### EXERCISE
Copy out each of the items below word for word, keeping them in the same order.
Start EXCERPTED RECORDS
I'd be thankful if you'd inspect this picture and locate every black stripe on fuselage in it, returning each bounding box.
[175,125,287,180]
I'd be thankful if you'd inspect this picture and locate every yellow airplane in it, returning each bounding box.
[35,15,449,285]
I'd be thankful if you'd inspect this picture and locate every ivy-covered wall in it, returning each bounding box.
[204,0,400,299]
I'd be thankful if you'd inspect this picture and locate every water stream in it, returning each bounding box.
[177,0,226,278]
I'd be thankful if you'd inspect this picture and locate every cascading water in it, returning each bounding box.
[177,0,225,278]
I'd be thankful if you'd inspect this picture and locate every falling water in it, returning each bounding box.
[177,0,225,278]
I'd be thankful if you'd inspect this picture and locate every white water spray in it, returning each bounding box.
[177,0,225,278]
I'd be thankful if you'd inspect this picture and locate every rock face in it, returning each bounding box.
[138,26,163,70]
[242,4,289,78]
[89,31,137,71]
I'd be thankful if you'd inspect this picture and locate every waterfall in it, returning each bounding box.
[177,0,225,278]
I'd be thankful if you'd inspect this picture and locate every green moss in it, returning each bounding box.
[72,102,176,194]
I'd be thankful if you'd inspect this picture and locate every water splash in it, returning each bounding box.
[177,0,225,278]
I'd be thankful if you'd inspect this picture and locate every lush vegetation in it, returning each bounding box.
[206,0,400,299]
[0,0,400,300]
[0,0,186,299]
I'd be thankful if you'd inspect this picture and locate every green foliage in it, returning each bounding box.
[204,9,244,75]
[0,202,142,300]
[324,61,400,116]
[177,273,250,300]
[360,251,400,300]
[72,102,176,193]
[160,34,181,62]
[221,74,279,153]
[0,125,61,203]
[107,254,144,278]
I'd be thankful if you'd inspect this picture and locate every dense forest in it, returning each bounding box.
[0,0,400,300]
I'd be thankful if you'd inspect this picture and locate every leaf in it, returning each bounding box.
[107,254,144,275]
End EXCERPTED RECORDS
### SOLUTION
I'd be thankful if you'd inspect this picture and locate every black stripe on fuselage in it, returning each bounding box.
[175,125,287,180]
I'd be thankful if you'd inspect this picture and locate every yellow airplane in it, returning each bounding box.
[35,15,449,285]
I'd be thankful if you'd inspect this picture and locate every ivy-covered wall in it, returning each bounding box.
[204,0,400,299]
I'd be thankful if you'd inspect this picture and locate every water stream in it, returning each bounding box.
[177,0,226,278]
I'd be thankful if you'd inspect this picture and locate every cascading water in it, returning each bounding box.
[177,0,225,278]
I'd be thankful if you'd inspect this picture and locate every falling water in it, returning each bounding box.
[177,0,225,278]
I'd be thankful if you'd inspect this picture and locate every white water spray in it, returning each bounding box.
[177,0,225,278]
I'd be thankful if you'd inspect this picture and locate every rock face in it, returning each bounding box.
[138,26,163,70]
[242,4,289,78]
[89,31,137,71]
I'd be thankful if you'd inspect this picture and locate every waterfall in it, returning each bounding box.
[177,0,225,278]
I'd be thankful if you'd inspect this picture and locate every green moss in it, returning each bounding box.
[72,102,176,194]
I'd be thankful if you'd inspect this picture and locate every water splash in it, returning each bounding box.
[177,0,225,278]
I'd be thankful if you'd inspect this picture and locate every lush vegetation in it, returning each bounding box.
[206,0,400,299]
[0,0,400,300]
[0,0,186,299]
I'd be thankful if you'd inspect this picture and locate every green foliage in it, returning each bounding box.
[204,9,244,75]
[0,202,142,300]
[324,61,400,116]
[177,273,250,300]
[360,251,400,300]
[72,102,176,193]
[160,34,181,62]
[221,74,279,153]
[0,125,61,203]
[107,254,144,278]
I'd be thankful if you'd inspect this picture and locate every dense forest in it, returning each bounding box.
[0,0,400,300]
I'd be thankful if you'd inspect this picture and locate every leaf in it, returning each bounding box.
[107,254,144,275]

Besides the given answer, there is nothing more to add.